((

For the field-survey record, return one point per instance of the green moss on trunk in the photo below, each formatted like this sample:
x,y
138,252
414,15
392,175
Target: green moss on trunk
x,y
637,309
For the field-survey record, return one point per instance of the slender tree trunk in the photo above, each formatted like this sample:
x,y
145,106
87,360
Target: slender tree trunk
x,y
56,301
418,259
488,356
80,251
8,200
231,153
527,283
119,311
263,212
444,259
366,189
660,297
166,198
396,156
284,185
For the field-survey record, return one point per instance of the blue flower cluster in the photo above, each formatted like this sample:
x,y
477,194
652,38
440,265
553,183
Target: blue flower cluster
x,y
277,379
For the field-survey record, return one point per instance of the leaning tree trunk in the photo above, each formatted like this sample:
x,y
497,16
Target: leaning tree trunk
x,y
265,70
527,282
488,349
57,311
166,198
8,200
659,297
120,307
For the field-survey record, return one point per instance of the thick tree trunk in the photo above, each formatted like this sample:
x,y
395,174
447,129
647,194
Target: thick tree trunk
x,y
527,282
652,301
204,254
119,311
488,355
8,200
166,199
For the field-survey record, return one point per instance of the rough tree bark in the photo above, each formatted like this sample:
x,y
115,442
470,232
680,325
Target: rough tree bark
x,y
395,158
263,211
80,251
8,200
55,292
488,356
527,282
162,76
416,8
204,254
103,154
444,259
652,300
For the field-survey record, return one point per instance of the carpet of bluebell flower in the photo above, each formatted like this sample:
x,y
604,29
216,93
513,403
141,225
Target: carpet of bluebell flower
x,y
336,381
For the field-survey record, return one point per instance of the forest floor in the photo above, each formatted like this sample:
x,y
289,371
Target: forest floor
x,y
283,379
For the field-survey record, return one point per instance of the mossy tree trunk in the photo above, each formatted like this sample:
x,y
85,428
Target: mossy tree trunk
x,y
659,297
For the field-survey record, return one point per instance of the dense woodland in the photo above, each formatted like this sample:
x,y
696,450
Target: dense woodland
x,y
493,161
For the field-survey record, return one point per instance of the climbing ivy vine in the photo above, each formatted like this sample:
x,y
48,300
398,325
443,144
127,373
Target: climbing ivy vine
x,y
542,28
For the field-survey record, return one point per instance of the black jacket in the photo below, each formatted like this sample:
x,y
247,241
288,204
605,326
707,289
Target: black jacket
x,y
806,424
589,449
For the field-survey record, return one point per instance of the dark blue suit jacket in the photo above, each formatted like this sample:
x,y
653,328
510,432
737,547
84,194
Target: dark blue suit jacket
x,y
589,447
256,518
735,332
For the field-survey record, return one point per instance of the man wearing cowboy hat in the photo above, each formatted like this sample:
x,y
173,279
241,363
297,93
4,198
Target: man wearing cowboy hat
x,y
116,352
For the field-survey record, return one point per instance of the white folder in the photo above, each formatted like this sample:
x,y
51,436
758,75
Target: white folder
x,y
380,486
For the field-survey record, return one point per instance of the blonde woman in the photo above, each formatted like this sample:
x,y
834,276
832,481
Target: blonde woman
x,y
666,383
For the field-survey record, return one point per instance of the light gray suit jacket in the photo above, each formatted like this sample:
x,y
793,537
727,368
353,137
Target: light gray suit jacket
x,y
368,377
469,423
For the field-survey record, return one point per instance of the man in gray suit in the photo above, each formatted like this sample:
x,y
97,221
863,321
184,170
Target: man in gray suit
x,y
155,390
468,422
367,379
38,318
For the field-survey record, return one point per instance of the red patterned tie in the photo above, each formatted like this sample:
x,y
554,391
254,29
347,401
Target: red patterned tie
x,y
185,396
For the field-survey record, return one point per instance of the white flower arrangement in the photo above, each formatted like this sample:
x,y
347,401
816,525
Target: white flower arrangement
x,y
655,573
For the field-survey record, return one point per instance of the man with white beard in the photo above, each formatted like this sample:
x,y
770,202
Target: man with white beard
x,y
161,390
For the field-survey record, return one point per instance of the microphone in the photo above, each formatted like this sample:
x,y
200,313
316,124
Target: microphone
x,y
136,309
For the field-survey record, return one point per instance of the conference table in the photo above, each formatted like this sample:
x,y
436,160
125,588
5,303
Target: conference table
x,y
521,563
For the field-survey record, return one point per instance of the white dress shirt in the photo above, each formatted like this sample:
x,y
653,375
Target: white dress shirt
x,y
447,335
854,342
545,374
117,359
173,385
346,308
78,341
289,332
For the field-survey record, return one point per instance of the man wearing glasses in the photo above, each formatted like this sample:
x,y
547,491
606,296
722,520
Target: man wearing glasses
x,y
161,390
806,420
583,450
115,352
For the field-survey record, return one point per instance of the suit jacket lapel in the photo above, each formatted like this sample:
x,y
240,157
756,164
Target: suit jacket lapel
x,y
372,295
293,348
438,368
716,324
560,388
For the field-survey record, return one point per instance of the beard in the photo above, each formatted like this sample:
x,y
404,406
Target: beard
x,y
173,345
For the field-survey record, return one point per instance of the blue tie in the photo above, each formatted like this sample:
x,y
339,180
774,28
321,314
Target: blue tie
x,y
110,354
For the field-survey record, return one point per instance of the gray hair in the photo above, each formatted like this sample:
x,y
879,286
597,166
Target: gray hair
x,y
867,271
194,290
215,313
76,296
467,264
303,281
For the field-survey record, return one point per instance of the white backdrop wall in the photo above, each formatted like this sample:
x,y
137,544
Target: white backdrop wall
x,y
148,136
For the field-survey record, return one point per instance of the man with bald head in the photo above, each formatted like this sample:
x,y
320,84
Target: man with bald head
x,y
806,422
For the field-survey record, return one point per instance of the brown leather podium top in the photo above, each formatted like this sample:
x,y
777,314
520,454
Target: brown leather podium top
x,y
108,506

))

Give all of the entries again, word for word.

For the field-survey record, return one point per instance of the green moss on trunk in the photo below, each formatted like this sample:
x,y
138,252
414,15
392,175
Target: green moss on trunk
x,y
637,309
For the field-survey record, return one point per instance of the slender tree trunk in the photo above, each formatted like this sample:
x,y
145,106
87,360
Target: slender tree trunk
x,y
56,301
418,259
488,356
80,251
8,200
231,153
527,283
119,311
263,212
444,259
366,189
660,297
166,198
396,156
284,185
For the field-survey record, return one point per instance of the blue flower cluster in the photo above, each formatted like this sample:
x,y
477,194
652,38
440,265
553,183
Target: blue flower cluster
x,y
277,379
For the field-survey record, return one point per instance of the leaning tree trunk in the photo above, each formatted like this sample:
x,y
497,16
Target: leaning tree trunk
x,y
265,70
527,282
488,349
57,311
166,198
8,200
659,297
120,307
For the field-survey record, return one point per instance of the thick tree trunk in the photo above, each formatted like this sample:
x,y
395,174
447,129
647,194
Target: thick tree trunk
x,y
527,282
652,301
204,254
119,311
488,355
8,200
166,199
For the field-survey record, return one point per instance of the rough tree bark in the photo above, each formatted like this sample:
x,y
115,442
470,232
680,325
Target: rough tree bark
x,y
395,158
263,211
80,251
8,200
55,292
488,356
527,282
162,76
416,8
204,254
103,154
444,259
652,300
For the field-survey record, return one point per instance of the carpet of bluebell flower in the photo above, each formatted like this sample:
x,y
604,29
216,93
513,403
141,225
Target: carpet of bluebell flower
x,y
336,381
For the field-survey record, return one point per instance of the forest floor in the photo above, each formatted like this sample:
x,y
289,371
Target: forest floor
x,y
283,379
For the field-survey record, return one point per instance of the mossy tree trunk in the photo above, each formatted like this sample:
x,y
85,428
Target: mossy tree trunk
x,y
659,297
For the field-survey record, return one point per instance of the dense woodland in the photo above, each formatted like this sample:
x,y
696,450
Target: dense woodland
x,y
493,161
For the field-survey record, return one point per instance of the climbing ivy vine in the photo above, each formatted like this sample:
x,y
48,300
398,325
443,144
127,373
Target: climbing ivy vine
x,y
542,28
For the field-survey record, return one point per instance of the black jacket in the photo below, each formatted like this sample:
x,y
247,241
288,204
605,326
707,289
Target: black jacket
x,y
806,424
589,449
For the field-survey record, return one point per instance of the dark blue suit jacket in the photo above, each formatted like this sample:
x,y
653,328
510,432
737,547
84,194
Target: dark blue suit jacket
x,y
589,447
256,518
735,332
For the field-survey record, return one point per instance of the man wearing cowboy hat in the photo above, each formatted like this sample:
x,y
173,279
241,363
297,93
4,198
Target: man wearing cowboy hat
x,y
116,352
For the field-survey record, return one point per instance of the white folder in the photo above, each formatted like this sample:
x,y
51,436
758,75
Target: white folder
x,y
380,486
For the field-survey record, return one point per instance of the blonde woman in the photo above, each formatted like this sample:
x,y
834,276
832,481
Target: blonde woman
x,y
666,383
For the field-survey record, return one point per instance of the light gray suit jacket in the photo above, each formatted like this sample:
x,y
793,537
727,368
353,137
Target: light gray suit jacket
x,y
368,377
469,423
For the field-survey record, return one point per instance of the man in gray suit in the photo above, each formatted like this sample:
x,y
97,221
863,321
184,170
Target: man in gray suit
x,y
155,390
468,422
367,379
38,318
For the field-survey record, return one point per instance of the red patterned tie in the photo above, each formatted like this sample:
x,y
554,391
254,29
347,401
Target: red patterned tie
x,y
185,396
For the field-survey record, return one point per instance of the white flower arrangement in the photo above, each formatted like this sample:
x,y
347,401
816,525
Target: white flower arrangement
x,y
655,573
For the field-survey record, return one point per instance of the man with white beard in the photo above, each formatted like this sample:
x,y
770,202
Target: man with white beard
x,y
161,390
For the field-survey record, return one point per instance of the microphone in the photo above, each formatted like this sample:
x,y
200,313
316,124
Target: microphone
x,y
136,309
For the field-survey record, return one point per instance of the conference table in the photo above, each formatted like this sample:
x,y
436,160
125,588
5,303
Target: conference table
x,y
521,563
For the field-survey record, return one point per instance of the white dress shirt in the photo above, each formatted like this sample:
x,y
653,375
Target: white dress shirt
x,y
447,335
854,342
545,374
117,359
173,385
346,308
78,341
289,332
For the field-survey record, return one point per instance of the man wearing glasses in the photo above, each formatted like this sample:
x,y
547,491
606,296
722,520
Target: man wearing glasses
x,y
161,390
806,420
583,450
115,352
For the field-survey record, return one point per instance of the suit jacket lapel in the photo above, each formatted like this sample:
x,y
240,157
756,164
Target: suit jacket lapel
x,y
372,295
293,348
438,368
716,324
560,388
For the field-survey record, return one point per instance of the beard in the photo above, each formatted like this sample:
x,y
404,406
Target: beard
x,y
173,345
For the field-survey record, return one point per instance of the blue tie in the photo above, each formatted like this sample:
x,y
339,180
774,28
321,314
Target: blue tie
x,y
110,354
For the field-survey record, return one point per instance of the gray hair in the photo above, each formatted like this sample:
x,y
879,286
597,166
Target: gray hair
x,y
867,271
194,290
215,313
76,296
467,264
303,281
For the field-survey record, return one point per instance of the white backdrop wall in the photo above, each formatted like this sample:
x,y
137,544
Target: white backdrop wall
x,y
148,136
For the field-survey record, return one point per instance of the man with bald head in the photo above, each formatted like this sample:
x,y
320,84
Target: man with bald head
x,y
806,422
For the field-survey record, return one point per instance of the brown leather podium top in the photo above, each formatted like this sample:
x,y
777,314
520,454
Target: brown leather podium top
x,y
108,506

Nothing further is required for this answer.